• Page excerpt:
□ □ □ □ □

In a column published by The Guardian, former universities minister Chris Skidmore makes the claim that there’s a higher risk for poorer students dropping out if universities shift online. This article—based on a study from 2017—was posted 4 May, 2020 in the wake of the COVID-19 crisis forcing many universities to close and offer fully online courses. This statement was found mostly true.
The article opens by describing the current state of universities as a result of the coronavirus shutting them down, which includes a bailout requested from the government for 2.5 billion euros. Skidmore then projects that the immediate future of universities is online—which could be a solution to the universities’ financial strain. But the cost of online learning at the university level falls on students from disadvantaged backgrounds, in Skidmore’s eyes. He cites and quotes the 2017 study done by Eric Bettinger and Susanna Loeb called “Promise and pitfalls of online education.” Skidmore spends a paragraph on the report, saying that poor students perform worse in online courses and are more likely to drop out of such courses. Then he moves on to his personal, anecdotal experiences as the former universities minister and opinion on how universities should move forward.
In order to verify this claim, it was important to look first at the source cited in the article. Nowhere within the study by Bettinger and Loeb are the words “poor” or “disadvantaged backgrounds” used to describe the students being discussed in the article. Instead, the authors use the term “least well-prepared” where Skidmore used the term “disadvantaged backgrounds.”
The highlighted texts show where (in yellow) Skidmore uses the study to back up his claim about students from disadvantaged backgrounds. The next quote, from from the study, shows where (in blue) the phrase is used to describe the students is “least well-prepared.”

□ □ □ □ □

• Excerpted records:
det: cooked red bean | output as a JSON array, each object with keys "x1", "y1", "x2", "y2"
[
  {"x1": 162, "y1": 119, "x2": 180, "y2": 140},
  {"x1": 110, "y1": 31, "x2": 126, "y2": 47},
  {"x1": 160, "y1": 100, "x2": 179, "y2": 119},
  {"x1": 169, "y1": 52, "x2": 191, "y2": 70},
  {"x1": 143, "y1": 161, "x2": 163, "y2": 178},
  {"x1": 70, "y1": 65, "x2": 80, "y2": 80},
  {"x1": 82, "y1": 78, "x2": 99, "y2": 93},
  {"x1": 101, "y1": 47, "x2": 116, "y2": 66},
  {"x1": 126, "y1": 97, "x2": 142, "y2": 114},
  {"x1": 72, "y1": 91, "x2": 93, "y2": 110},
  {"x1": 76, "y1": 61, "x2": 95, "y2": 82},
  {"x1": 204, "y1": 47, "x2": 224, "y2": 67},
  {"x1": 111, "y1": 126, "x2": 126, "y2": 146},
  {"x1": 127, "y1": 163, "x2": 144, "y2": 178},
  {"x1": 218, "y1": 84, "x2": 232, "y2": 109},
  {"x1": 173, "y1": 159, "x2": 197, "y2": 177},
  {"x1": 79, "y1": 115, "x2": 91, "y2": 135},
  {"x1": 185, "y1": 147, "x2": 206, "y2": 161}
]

□ □ □ □ □

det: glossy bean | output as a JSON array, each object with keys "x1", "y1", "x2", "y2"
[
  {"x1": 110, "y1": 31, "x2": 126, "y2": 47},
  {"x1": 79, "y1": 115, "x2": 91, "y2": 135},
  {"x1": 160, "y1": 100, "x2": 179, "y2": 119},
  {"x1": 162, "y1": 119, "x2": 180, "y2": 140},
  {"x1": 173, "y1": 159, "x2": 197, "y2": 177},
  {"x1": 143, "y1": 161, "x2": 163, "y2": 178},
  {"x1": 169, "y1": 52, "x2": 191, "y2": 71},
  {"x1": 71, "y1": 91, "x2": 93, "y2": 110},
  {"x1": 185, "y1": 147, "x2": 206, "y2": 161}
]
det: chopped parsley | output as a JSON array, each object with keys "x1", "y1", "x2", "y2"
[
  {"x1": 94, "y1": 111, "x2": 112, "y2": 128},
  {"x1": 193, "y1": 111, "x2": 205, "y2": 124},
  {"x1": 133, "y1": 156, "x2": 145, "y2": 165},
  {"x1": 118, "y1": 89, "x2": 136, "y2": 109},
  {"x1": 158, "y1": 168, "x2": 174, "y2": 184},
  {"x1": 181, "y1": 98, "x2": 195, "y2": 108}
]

□ □ □ □ □

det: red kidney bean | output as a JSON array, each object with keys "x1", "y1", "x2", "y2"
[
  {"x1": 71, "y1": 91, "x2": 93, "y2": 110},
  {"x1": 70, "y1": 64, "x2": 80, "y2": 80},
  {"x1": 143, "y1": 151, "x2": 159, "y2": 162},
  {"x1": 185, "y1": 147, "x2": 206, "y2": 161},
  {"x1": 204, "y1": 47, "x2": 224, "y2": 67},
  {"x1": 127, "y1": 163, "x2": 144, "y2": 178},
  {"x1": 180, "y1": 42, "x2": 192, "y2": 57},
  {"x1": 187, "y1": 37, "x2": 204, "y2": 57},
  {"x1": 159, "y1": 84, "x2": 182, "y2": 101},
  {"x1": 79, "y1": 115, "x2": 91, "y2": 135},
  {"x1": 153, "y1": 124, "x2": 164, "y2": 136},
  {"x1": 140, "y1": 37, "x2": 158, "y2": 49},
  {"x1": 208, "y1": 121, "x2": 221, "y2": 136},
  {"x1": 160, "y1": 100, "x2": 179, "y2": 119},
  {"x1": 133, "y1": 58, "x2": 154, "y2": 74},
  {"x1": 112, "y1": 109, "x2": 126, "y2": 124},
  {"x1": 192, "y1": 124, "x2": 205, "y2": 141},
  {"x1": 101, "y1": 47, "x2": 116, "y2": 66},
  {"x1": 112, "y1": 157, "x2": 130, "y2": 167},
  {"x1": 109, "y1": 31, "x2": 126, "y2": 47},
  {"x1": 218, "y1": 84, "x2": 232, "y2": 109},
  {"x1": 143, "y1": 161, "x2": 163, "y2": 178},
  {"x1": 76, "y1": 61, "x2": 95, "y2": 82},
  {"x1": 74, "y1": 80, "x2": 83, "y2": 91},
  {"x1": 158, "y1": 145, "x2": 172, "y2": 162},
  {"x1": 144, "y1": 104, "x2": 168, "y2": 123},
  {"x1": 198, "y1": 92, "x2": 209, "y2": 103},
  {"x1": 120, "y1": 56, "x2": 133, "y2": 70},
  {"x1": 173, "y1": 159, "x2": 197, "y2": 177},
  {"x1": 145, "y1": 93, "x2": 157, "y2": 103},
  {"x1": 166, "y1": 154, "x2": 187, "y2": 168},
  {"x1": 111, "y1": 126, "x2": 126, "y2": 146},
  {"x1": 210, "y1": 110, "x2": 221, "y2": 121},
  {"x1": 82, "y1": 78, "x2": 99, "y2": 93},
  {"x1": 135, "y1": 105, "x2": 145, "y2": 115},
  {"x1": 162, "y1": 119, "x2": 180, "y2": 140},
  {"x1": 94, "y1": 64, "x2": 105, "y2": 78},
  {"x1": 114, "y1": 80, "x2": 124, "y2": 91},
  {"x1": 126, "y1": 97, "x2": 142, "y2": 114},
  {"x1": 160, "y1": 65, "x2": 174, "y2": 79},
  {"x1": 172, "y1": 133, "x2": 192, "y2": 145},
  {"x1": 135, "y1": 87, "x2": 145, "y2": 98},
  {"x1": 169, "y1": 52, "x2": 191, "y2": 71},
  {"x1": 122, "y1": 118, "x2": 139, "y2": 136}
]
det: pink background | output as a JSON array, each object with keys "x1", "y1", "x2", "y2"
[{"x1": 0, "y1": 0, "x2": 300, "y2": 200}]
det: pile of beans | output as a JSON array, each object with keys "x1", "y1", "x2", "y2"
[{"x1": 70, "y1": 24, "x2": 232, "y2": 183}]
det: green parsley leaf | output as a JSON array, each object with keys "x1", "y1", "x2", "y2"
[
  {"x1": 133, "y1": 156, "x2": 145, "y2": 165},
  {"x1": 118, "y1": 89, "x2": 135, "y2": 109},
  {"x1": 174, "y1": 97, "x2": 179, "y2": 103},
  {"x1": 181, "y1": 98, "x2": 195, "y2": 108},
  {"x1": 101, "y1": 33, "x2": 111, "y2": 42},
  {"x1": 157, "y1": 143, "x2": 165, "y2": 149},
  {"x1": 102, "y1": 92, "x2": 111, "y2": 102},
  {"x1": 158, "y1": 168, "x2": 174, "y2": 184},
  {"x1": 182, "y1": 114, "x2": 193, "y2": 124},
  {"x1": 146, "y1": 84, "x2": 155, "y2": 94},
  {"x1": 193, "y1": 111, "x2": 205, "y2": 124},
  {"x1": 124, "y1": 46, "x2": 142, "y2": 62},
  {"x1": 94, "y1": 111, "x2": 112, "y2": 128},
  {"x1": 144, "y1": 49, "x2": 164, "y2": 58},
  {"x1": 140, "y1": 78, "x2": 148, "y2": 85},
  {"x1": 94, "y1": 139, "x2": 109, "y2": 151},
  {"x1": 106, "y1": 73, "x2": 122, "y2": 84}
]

□ □ □ □ □

• Exercise 1:
Transcribe the fact-check starting with "The article opens" and going on through "should move forward.".
• Exercise 2:
Based on the fact-check, answer yes or no to each statement and quote the words that decide it: (a) The column was posted on 4 May, 2020. (b) The study by Bettinger and Loeb describes the students as "poor." (c) The claim was judged completely false.
The records are separate material and have no connection to the fact-check.

• Task answer 1:
The article opens by describing the current state of universities as a result of the coronavirus shutting them down, which includes a bailout requested from the government for 2.5 billion euros. Skidmore then projects that the immediate future of universities is online—which could be a solution to the universities’ financial strain. But the cost of online learning at the university level falls on students from disadvantaged backgrounds, in Skidmore’s eyes. He cites and quotes the 2017 study done by Eric Bettinger and Susanna Loeb called “Promise and pitfalls of online education.” Skidmore spends a paragraph on the report, saying that poor students perform worse in online courses and are more likely to drop out of such courses. Then he moves on to his personal, anecdotal experiences as the former universities minister and opinion on how universities should move forward.

• Task answer 2:
(a) Yes: "was posted 4 May, 2020"
(b) No: "Nowhere within the study by Bettinger and Loeb are the words “poor” or “disadvantaged backgrounds” used to describe the students being discussed in the article."
(c) No: "This statement was found mostly true."